··· TEXT SECTION
Customers want access to everything with ease, 24x7. This requires retailers to think of omnichannel as the full suite of ways a consumer can engage with the brand from store to store, to contact centre, website, app, and social media. Many companies have the technology to facilitate omnichannel, but their strategy for doing so is fragmented because they segment customers and treat them all differently. We need to focus on developing an omnichannel experience that allows every customer to communicate and engage with us through any channel they choose.

Up the Quality of the Customer Experience

There are valid reasons why takealot.com became South Africa’s biggest e-commerce site. Other online retailers may sell certain items at a cheaper price, but the quality of the experience does not make it worthwhile.

Clunky, unstructured websites do not make for a good customer experience. People want the ability to search for a product and find it within 20 seconds. Companies need to determine how to make that happen. What data is required? What type of indexing of keywords needs to happen on the backend of the system?

We also need to be very conscious of not being arrogant enough to assume we know what the customer wants and what is best for them. How you measure a quality experience is through the eyes of the customer, not through those of the people that are implementing the technology.

Understand your Customer

Creating an experience around an in-depth understanding of your customers allows a business to create an emotional connection with them. It’s about getting to know your customers so well that you can anticipate their needs and exceed their expectations. This is where the role of the chief digital officer comes into play.
······
··· RECORDS SHOWN
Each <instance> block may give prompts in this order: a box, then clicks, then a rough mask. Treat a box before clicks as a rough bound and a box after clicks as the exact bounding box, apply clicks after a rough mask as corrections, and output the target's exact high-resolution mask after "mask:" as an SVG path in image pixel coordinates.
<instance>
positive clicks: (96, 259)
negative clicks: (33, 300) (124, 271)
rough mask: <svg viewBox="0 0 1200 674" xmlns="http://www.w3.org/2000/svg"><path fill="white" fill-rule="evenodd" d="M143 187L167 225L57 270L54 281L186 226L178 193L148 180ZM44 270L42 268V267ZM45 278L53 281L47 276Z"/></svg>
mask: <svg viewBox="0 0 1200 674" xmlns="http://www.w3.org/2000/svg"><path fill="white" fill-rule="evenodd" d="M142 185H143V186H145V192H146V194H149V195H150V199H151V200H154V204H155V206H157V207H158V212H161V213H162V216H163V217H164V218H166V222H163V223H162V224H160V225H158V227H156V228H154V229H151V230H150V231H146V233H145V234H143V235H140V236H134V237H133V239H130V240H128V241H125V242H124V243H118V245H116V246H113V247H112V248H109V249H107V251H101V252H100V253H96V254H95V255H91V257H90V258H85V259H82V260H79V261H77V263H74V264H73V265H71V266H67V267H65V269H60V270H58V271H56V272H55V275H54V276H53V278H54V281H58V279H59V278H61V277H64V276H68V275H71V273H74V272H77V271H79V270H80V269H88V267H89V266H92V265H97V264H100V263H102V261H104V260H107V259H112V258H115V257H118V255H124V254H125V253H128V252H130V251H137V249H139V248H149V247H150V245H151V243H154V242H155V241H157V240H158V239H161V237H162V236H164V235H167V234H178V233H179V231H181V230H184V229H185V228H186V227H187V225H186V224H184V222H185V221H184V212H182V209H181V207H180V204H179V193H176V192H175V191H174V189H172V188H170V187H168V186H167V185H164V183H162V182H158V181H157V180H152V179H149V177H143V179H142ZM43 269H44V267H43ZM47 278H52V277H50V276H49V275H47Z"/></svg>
······
### SET OF TASKS
• A. According to the text on customer experience, within how many seconds do people want to find a product after searching for it?
• B. In the records, starting at the first line and ending at the line that contains "negative clicks: (33, 300) (124, 271)", change "positive clicks" to "inclusion clicks" and return only those lines, otherwise unchanged.

### ANSWER SECTION
• A. Within 20 seconds.

• B.
Each <instance> block may give prompts in this order: a box, then clicks, then a rough mask. Treat a box before clicks as a rough bound and a box after clicks as the exact bounding box, apply clicks after a rough mask as corrections, and output the target's exact high-resolution mask after "mask:" as an SVG path in image pixel coordinates.
<instance>
inclusion clicks: (96, 259)
negative clicks: (33, 300) (124, 271)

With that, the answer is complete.